TASK OBJECTIVE. Reproduce word for word the lines from the very first one through the line that contains "220L595 236L596 351L707", including both of those lines.

DATA EXTRACTS.

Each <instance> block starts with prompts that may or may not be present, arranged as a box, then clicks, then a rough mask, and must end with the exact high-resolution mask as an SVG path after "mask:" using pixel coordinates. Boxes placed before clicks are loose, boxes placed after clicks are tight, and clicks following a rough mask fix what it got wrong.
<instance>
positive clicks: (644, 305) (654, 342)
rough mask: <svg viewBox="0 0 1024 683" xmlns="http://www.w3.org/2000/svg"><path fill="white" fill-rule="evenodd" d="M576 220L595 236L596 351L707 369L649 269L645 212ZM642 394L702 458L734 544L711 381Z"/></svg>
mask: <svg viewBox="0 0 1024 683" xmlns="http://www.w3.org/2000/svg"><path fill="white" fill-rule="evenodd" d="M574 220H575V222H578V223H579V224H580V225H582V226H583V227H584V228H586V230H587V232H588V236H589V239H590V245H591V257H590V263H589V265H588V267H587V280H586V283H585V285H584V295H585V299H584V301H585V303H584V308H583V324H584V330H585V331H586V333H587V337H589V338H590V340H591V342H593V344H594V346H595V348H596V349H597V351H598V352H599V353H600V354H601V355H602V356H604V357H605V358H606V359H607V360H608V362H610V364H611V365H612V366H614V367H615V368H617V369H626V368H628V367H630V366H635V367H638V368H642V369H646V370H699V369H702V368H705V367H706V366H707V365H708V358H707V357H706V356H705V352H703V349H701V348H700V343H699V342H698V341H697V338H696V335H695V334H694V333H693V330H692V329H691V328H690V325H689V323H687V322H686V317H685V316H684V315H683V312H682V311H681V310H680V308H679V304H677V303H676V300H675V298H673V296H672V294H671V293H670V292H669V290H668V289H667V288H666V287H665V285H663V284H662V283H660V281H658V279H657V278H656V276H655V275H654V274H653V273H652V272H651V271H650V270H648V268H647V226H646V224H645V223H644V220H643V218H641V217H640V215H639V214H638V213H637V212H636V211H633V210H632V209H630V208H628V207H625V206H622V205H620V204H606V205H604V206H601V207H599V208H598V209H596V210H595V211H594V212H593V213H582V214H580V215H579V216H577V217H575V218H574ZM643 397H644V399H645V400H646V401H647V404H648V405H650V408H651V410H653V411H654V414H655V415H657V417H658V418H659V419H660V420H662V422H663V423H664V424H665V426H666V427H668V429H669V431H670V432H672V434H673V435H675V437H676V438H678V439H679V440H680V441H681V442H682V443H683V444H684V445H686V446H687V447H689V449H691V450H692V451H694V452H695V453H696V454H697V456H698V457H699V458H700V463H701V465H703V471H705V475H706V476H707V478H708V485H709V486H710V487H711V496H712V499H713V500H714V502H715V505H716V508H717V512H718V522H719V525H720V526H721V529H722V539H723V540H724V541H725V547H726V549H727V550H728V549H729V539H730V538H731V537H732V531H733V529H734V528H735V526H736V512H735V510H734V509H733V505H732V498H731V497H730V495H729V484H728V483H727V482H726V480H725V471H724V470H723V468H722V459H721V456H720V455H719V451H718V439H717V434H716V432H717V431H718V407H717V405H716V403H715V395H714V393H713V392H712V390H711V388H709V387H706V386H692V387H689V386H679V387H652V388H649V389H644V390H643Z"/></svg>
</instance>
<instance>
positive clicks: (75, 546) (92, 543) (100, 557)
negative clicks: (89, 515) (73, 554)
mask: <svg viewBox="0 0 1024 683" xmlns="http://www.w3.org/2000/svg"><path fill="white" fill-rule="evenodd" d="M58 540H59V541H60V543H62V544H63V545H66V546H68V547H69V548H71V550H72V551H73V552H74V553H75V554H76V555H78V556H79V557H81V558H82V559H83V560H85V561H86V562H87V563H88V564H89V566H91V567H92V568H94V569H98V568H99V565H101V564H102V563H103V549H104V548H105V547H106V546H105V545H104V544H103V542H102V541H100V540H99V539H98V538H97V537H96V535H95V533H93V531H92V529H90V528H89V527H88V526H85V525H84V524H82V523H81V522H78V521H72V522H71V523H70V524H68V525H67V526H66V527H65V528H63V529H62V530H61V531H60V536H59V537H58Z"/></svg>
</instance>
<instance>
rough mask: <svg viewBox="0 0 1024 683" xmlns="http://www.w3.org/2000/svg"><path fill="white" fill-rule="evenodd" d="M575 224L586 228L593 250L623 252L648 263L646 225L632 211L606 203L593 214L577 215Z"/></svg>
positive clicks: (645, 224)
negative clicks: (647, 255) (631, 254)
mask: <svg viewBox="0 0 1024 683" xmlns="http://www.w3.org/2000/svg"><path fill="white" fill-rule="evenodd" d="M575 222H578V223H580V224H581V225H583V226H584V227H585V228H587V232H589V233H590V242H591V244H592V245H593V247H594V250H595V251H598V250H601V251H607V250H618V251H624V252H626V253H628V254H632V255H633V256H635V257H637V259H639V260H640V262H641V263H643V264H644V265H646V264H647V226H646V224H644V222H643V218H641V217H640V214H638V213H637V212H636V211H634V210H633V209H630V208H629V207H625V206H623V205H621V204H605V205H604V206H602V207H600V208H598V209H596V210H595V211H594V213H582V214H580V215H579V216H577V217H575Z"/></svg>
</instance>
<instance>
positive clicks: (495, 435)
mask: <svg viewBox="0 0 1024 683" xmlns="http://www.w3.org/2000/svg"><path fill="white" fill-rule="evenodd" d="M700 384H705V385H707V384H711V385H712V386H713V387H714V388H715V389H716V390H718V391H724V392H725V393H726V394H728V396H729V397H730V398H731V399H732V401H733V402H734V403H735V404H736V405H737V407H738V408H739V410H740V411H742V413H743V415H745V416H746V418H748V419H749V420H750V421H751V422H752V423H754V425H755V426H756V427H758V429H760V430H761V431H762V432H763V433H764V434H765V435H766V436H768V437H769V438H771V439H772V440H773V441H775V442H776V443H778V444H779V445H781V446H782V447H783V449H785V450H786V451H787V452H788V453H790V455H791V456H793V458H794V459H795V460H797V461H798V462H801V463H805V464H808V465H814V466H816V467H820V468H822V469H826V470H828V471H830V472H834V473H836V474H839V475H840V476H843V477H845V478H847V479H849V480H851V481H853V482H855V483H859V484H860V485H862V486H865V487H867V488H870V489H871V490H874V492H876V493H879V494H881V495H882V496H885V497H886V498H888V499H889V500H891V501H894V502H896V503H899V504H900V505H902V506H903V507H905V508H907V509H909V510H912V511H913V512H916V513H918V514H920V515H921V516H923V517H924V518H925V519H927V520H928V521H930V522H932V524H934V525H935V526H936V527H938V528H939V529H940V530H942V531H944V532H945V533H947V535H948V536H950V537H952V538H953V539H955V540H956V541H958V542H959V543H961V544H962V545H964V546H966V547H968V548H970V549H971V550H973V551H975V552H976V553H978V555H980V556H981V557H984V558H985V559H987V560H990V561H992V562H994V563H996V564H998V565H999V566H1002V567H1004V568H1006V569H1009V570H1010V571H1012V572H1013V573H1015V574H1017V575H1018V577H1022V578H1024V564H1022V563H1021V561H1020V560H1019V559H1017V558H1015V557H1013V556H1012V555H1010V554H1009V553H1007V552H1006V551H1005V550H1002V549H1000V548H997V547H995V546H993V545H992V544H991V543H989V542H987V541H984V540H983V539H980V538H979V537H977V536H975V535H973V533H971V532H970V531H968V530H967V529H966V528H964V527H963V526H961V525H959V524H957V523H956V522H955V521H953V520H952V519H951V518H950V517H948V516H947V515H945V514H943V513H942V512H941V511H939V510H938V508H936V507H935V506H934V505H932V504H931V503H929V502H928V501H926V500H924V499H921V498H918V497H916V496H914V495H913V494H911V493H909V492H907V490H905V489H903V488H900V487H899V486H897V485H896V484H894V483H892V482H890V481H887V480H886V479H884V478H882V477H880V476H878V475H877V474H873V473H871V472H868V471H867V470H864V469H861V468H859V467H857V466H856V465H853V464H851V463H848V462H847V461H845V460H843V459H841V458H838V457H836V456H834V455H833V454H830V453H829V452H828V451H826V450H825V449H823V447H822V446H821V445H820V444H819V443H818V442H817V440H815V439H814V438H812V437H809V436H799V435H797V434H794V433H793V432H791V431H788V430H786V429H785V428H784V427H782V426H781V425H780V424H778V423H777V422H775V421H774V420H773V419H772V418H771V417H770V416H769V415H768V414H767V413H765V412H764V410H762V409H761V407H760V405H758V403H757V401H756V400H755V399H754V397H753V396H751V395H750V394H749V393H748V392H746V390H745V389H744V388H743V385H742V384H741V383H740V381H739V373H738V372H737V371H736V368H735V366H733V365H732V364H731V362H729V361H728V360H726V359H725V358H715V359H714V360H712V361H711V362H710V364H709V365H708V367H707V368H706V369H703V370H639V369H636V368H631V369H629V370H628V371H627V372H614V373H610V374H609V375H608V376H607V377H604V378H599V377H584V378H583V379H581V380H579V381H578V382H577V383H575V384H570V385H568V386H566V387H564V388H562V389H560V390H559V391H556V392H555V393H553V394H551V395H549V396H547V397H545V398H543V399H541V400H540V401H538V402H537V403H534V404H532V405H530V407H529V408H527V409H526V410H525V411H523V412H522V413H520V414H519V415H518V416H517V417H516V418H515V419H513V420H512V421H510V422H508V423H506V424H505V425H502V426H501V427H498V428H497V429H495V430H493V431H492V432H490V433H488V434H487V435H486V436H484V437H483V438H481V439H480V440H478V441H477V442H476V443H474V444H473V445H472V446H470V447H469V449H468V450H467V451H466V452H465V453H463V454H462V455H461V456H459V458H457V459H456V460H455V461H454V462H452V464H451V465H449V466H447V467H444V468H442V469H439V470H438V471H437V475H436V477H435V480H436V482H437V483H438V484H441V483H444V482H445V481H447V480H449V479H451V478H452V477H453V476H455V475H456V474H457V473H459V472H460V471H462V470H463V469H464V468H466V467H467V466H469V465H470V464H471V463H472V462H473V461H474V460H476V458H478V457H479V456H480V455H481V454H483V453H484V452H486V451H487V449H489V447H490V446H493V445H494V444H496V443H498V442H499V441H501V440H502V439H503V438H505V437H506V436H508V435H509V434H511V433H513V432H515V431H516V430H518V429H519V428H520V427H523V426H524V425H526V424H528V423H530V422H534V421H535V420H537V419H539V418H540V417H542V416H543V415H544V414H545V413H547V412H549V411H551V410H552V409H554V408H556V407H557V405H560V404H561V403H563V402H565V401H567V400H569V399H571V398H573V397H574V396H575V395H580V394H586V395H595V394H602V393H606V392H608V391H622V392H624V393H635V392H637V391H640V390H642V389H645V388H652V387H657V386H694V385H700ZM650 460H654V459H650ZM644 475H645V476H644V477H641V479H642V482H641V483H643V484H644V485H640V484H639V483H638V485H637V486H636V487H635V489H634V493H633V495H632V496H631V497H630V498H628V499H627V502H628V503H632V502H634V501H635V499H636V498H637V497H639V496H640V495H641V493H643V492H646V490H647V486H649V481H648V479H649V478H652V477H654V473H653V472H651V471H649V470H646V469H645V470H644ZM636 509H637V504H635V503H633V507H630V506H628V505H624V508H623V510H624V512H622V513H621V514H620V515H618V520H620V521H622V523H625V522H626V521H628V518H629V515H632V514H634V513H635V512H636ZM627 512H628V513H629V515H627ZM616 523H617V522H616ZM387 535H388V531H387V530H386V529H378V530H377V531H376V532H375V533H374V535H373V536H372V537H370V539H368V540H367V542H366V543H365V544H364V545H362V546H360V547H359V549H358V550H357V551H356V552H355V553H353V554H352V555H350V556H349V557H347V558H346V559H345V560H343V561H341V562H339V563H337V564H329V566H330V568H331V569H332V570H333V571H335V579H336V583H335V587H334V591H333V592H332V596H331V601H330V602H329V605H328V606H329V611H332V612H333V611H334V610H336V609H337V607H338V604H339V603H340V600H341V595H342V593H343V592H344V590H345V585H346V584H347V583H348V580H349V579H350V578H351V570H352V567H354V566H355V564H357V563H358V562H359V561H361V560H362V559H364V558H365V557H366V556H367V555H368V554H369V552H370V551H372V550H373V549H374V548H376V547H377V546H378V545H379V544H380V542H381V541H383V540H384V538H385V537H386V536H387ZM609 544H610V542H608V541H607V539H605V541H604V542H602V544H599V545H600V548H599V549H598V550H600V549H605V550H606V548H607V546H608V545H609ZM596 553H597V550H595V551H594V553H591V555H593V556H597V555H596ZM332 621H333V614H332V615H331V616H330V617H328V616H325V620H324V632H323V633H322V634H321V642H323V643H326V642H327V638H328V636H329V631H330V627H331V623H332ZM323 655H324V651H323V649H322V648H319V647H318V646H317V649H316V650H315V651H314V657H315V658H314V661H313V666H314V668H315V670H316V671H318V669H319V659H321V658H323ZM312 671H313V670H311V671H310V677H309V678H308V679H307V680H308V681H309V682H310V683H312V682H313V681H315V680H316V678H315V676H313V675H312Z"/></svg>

RESULT OF THE EXERCISE.
Each <instance> block starts with prompts that may or may not be present, arranged as a box, then clicks, then a rough mask, and must end with the exact high-resolution mask as an SVG path after "mask:" using pixel coordinates. Boxes placed before clicks are loose, boxes placed after clicks are tight, and clicks following a rough mask fix what it got wrong.
<instance>
positive clicks: (644, 305) (654, 342)
rough mask: <svg viewBox="0 0 1024 683" xmlns="http://www.w3.org/2000/svg"><path fill="white" fill-rule="evenodd" d="M576 220L595 236L596 351L707 369L649 269L645 212ZM642 394L702 458L734 544L711 381Z"/></svg>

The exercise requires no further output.